- [READING TEXT]
[start]

Cash buyer says NAMA taking too long to release properties

Proinsias O Naraigh posted an ad in the Irish Times looking for six to 12 unit apartment block – because he says he got tired of waiting for NAMA to sort out paperwork.

NAMA IS TAKING four to five months to release properties despite all approvals being given, a property developer has claimed to TheJournal.ie.

Proinsias O Naraigh said that properties that have been on the market that have received approval for sale from the vendor and auctioneer are not being released by NAMA because the Agency is failing to work itself through a mound of paperwork.

“There’s a lot of red tape which is turning off a lot of Irish and foreign investors looking to get into the market,” he told TheJournal.ie.

Many Georgian properties are offering very attractive yields of 10 per cent in areas such as Baggot Street and Leeson Street. However, NAMA is refusing to release them, he says.

O Naraigh placed a small ad at the back of yesterday’s Irish Times, saying he was a cash buyer looking to buy apartment blocks that were six to 12 units in size in Dublin. This was the ad:

NAMA had no official response to O Naraigh’s claims when they were put to them by TheJournal.ie but sources close to Agency said that they generally operated under a quick turnaround time. In a statement he made before an Oireachtas Committee on 8 March, NAMA Chairman Frank Daly said NAMA had “a robust but efficient credit approval process that decides on individual credit applications with an average turnaround time of six days”.

[end]

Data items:
[start]

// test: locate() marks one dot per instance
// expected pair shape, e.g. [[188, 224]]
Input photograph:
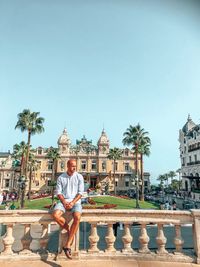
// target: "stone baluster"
[[144, 239], [161, 240], [110, 239], [93, 238], [178, 241], [8, 240], [196, 234], [26, 239], [44, 238], [127, 238]]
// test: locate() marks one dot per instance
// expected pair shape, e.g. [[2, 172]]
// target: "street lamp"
[[137, 191], [22, 186], [135, 182]]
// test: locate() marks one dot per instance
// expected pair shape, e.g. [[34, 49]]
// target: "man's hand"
[[68, 205]]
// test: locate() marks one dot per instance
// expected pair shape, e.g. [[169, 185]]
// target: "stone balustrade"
[[42, 222]]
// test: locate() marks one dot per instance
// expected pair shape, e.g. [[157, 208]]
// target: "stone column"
[[26, 239], [161, 240], [8, 240], [93, 238], [44, 239], [144, 239], [110, 238], [178, 241], [196, 233], [127, 238]]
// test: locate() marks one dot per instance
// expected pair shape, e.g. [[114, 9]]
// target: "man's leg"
[[57, 215], [73, 228]]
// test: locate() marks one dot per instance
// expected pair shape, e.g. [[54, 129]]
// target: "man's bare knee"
[[77, 217], [57, 214]]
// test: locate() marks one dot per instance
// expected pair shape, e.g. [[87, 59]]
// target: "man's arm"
[[79, 194]]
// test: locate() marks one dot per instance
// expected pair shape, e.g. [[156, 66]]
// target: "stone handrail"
[[96, 217]]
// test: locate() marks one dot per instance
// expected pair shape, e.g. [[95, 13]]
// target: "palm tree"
[[114, 154], [135, 136], [144, 150], [19, 152], [76, 149], [30, 122], [162, 178], [53, 154]]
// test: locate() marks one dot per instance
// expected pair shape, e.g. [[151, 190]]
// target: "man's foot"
[[66, 226], [68, 253]]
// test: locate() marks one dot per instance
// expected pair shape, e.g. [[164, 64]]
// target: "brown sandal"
[[66, 226], [68, 253]]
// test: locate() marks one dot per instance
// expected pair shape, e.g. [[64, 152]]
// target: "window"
[[62, 165], [126, 184], [39, 151], [94, 165], [83, 165], [116, 166], [126, 166], [50, 165], [126, 152], [6, 183], [103, 165]]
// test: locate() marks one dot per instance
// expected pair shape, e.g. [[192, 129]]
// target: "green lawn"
[[120, 202], [123, 203]]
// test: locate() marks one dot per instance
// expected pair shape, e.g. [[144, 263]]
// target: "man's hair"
[[69, 161]]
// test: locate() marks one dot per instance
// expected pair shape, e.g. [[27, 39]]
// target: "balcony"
[[193, 163], [32, 241]]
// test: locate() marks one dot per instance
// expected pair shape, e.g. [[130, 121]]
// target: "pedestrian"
[[69, 189]]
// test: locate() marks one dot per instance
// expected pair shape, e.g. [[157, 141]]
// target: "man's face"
[[71, 167]]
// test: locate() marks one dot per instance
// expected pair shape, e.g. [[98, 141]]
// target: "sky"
[[89, 64]]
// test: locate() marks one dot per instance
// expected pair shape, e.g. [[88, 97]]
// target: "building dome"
[[64, 138], [189, 125], [103, 140]]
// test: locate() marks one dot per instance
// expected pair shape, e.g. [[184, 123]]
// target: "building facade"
[[92, 163], [189, 138]]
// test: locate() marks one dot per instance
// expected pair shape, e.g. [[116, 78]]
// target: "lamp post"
[[135, 183], [22, 186], [137, 191]]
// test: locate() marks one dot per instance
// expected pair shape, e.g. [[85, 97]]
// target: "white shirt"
[[70, 186]]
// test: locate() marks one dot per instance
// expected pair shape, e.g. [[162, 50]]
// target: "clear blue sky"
[[88, 63]]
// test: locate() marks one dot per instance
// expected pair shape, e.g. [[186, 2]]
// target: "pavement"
[[96, 263]]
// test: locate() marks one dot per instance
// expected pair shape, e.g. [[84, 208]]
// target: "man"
[[69, 189]]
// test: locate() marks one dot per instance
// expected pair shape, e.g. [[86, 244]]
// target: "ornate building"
[[189, 138], [92, 163]]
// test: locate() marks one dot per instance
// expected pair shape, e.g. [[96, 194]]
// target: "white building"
[[189, 138]]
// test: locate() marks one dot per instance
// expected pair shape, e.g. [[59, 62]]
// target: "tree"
[[162, 178], [144, 150], [114, 154], [76, 149], [19, 153], [33, 124], [53, 154], [135, 136], [30, 122]]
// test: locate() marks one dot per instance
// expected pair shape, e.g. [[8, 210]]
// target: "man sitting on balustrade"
[[69, 189]]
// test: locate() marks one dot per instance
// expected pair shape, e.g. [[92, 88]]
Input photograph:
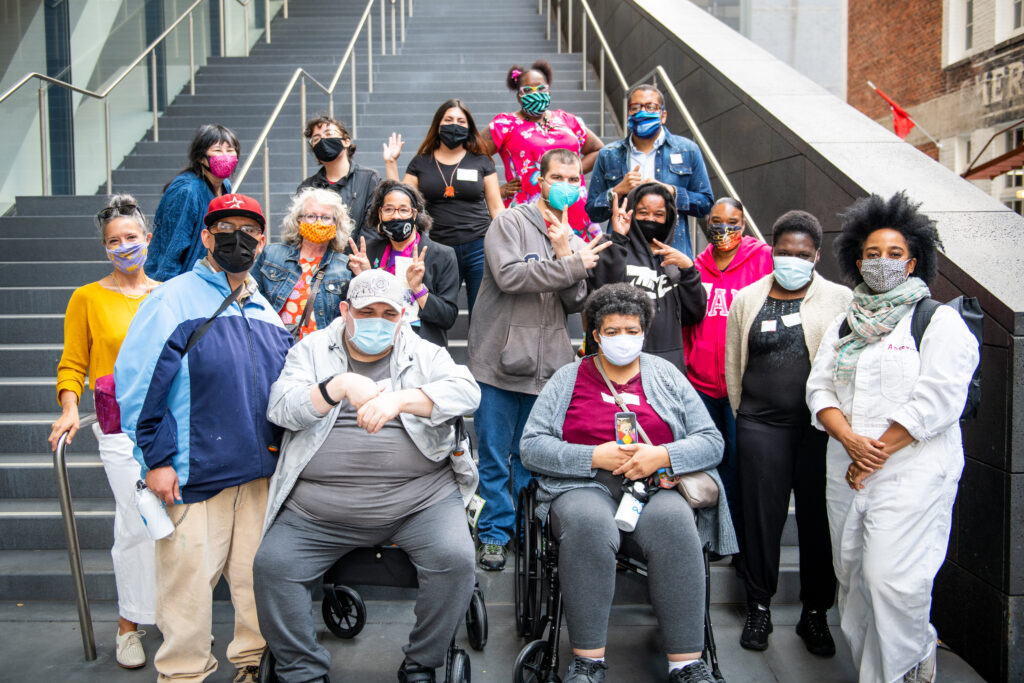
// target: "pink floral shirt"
[[521, 143]]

[end]

- [LIST OF TASKS]
**A)** In the article about NAMA's property releases, how long does the developer say NAMA takes to release properties after all approvals are given?
**B)** Write the next part of the article about NAMA's property releases, starting after its final sentence.

- [ANSWER SET]
**A)** Four to five months.

**B)**
O’Naraigh’s advertisement comes as Allsops gears up for its next auction of distressed properties in the Shelbourne Hotel, Dublin on 6 July.

According to Robert Hoban, Associate Director at the agency, over 50 per cent of buyers at the auctions are cash buyers.

“Before everything turned it was all finance,” he told TheJournal.ie. He added:

If everyone was paying in cash, the banks wouldn’t be in the situation that we are in now. But lending is down 93 per cent now, which means cash kicks in.

He said that a substantial number of the cash buyers were Irish people living overseas in Dubai, Australia and elsewhere who have been waiting several years for property prices to come down. There are typically 50 in every auction, he says. The percentage of sales to overseas bidders is around 15 per cent he added.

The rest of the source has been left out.